From the records below, set down exactly the lines starting with the line that contains "sample | x=107, y=277" and going on through the line that contains "sample | x=671, y=952". Nothing else is wanted.

(Data entries)

● ● ●

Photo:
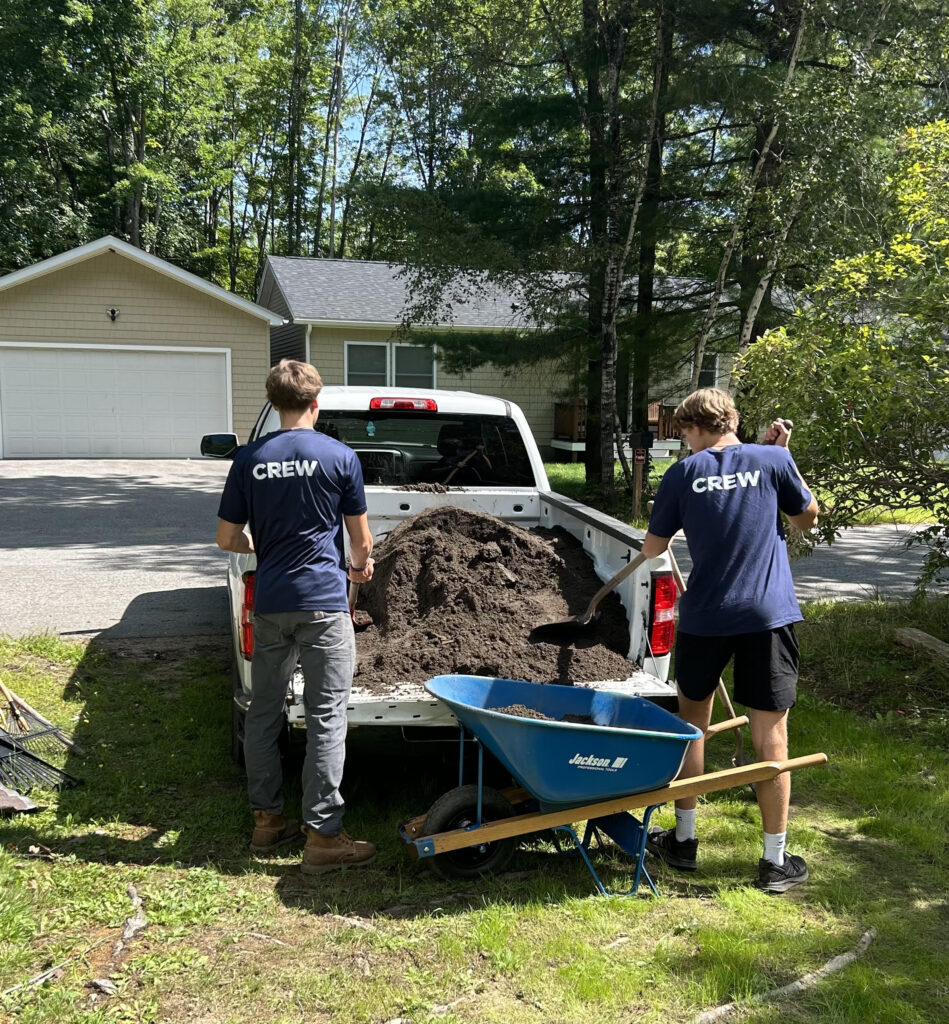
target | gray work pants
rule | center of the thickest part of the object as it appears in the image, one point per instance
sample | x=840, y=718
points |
x=326, y=646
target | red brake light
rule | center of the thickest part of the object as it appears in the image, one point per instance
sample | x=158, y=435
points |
x=413, y=404
x=247, y=616
x=662, y=625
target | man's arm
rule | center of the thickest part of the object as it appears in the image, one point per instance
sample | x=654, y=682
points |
x=230, y=537
x=360, y=547
x=808, y=518
x=654, y=546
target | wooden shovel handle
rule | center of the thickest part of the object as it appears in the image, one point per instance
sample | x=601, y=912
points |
x=610, y=586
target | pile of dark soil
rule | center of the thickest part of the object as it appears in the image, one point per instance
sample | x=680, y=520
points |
x=460, y=592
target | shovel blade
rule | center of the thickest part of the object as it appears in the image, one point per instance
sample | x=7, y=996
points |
x=563, y=632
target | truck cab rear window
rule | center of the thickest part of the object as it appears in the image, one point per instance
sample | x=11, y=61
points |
x=405, y=448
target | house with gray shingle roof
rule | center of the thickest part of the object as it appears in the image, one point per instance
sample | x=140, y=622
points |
x=344, y=316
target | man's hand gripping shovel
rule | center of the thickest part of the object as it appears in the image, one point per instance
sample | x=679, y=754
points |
x=360, y=617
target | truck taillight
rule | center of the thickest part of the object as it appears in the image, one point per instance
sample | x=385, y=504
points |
x=661, y=621
x=411, y=404
x=247, y=616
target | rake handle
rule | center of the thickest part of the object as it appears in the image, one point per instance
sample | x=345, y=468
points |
x=14, y=711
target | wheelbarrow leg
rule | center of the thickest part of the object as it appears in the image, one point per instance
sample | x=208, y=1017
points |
x=627, y=832
x=581, y=850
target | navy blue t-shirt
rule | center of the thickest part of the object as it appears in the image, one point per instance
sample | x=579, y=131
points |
x=727, y=504
x=293, y=487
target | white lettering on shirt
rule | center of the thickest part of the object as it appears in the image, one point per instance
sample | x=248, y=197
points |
x=269, y=470
x=728, y=482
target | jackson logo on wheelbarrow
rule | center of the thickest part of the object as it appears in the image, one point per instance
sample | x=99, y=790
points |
x=597, y=764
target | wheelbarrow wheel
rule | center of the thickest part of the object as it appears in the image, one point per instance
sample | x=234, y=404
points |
x=458, y=809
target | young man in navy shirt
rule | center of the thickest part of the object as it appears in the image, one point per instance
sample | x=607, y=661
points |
x=297, y=489
x=739, y=604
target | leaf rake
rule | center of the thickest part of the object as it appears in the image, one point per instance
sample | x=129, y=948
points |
x=24, y=771
x=28, y=727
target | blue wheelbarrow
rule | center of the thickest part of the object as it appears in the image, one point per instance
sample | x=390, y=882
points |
x=574, y=755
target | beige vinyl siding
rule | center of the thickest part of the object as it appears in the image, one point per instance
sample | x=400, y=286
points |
x=70, y=306
x=534, y=388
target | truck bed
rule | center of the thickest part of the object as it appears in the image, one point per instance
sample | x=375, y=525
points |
x=608, y=543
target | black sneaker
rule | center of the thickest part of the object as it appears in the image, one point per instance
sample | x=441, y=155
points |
x=779, y=880
x=676, y=853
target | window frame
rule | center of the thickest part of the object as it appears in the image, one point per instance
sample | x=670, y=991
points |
x=390, y=347
x=364, y=344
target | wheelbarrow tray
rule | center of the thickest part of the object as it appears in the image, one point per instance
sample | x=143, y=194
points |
x=632, y=747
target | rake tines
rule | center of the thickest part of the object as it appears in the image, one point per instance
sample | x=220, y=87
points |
x=24, y=771
x=28, y=727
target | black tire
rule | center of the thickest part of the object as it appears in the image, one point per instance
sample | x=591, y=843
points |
x=457, y=809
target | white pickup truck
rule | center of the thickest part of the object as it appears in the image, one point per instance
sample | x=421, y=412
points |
x=402, y=437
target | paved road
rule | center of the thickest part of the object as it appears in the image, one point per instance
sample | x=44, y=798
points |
x=864, y=562
x=127, y=548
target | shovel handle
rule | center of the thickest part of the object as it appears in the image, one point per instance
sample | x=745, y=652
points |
x=610, y=586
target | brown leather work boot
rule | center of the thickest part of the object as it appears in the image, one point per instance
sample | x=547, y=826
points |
x=272, y=830
x=329, y=853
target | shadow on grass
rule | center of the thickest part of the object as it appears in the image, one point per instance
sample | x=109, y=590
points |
x=159, y=790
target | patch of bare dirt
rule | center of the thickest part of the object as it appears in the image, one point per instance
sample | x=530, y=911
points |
x=460, y=592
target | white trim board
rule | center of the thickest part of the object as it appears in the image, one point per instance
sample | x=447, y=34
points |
x=112, y=244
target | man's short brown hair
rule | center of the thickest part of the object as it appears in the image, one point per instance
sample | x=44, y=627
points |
x=293, y=386
x=709, y=409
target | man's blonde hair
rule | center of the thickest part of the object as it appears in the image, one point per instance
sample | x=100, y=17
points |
x=709, y=409
x=293, y=386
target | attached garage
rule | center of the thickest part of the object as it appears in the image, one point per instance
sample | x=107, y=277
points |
x=108, y=351
x=70, y=401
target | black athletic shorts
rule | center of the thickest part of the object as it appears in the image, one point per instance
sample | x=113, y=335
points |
x=765, y=670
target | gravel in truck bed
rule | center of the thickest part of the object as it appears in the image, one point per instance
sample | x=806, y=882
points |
x=460, y=592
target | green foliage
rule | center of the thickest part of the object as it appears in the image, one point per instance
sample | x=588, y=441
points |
x=863, y=369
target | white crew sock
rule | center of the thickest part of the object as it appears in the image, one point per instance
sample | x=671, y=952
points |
x=685, y=824
x=774, y=848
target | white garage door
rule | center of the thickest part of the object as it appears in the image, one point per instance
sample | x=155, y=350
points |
x=94, y=402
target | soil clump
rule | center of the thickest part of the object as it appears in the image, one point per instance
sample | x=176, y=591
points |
x=459, y=592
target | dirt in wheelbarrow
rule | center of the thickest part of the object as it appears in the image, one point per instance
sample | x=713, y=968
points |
x=459, y=592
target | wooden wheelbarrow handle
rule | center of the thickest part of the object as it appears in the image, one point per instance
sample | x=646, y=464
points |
x=522, y=824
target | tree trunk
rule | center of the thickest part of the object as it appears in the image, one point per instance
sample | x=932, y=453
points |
x=598, y=223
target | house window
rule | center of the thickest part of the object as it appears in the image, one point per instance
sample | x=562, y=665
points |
x=415, y=367
x=382, y=365
x=708, y=375
x=367, y=364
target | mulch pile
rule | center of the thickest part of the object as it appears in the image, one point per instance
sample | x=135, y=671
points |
x=460, y=592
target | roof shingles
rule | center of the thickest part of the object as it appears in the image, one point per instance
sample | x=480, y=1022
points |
x=364, y=292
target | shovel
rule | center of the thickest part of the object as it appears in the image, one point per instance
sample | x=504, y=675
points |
x=565, y=629
x=360, y=617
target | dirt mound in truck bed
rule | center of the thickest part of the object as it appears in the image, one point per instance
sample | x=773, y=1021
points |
x=459, y=592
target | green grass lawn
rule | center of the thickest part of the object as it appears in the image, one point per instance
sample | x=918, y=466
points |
x=231, y=938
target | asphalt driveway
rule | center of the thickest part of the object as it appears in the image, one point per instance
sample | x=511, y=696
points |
x=123, y=547
x=127, y=548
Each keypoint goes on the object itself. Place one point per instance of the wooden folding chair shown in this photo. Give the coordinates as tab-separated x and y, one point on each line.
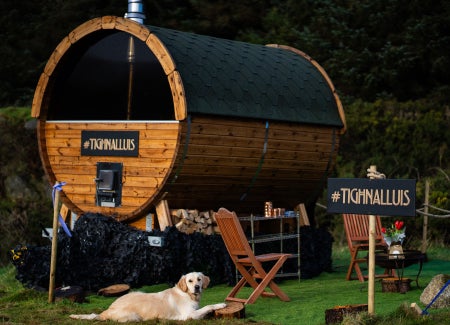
357	233
249	265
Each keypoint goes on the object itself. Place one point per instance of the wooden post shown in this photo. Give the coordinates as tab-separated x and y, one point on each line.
371	265
425	217
51	289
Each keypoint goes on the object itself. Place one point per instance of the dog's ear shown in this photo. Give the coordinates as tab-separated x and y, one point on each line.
182	284
205	281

● ● ●

Answer section.
sample | x=107, y=277
points |
x=108, y=351
x=70, y=401
target | black athletic shorts
rule | center of the thickest part of the object as it appears in the image, one point per instance
sample | x=113, y=335
points |
x=765, y=670
target | gravel in truck bed
rule | center of the thickest part of the object as it appears in the image, one point per instance
sample | x=806, y=882
points |
x=460, y=592
target | green foliage
rule | center of the thickest part of the object as it appears in the image, one point per instance
sample | x=588, y=441
points |
x=863, y=369
target | white crew sock
rule | center of the thickest part of the object as it appears in the image, one point per instance
sample | x=671, y=952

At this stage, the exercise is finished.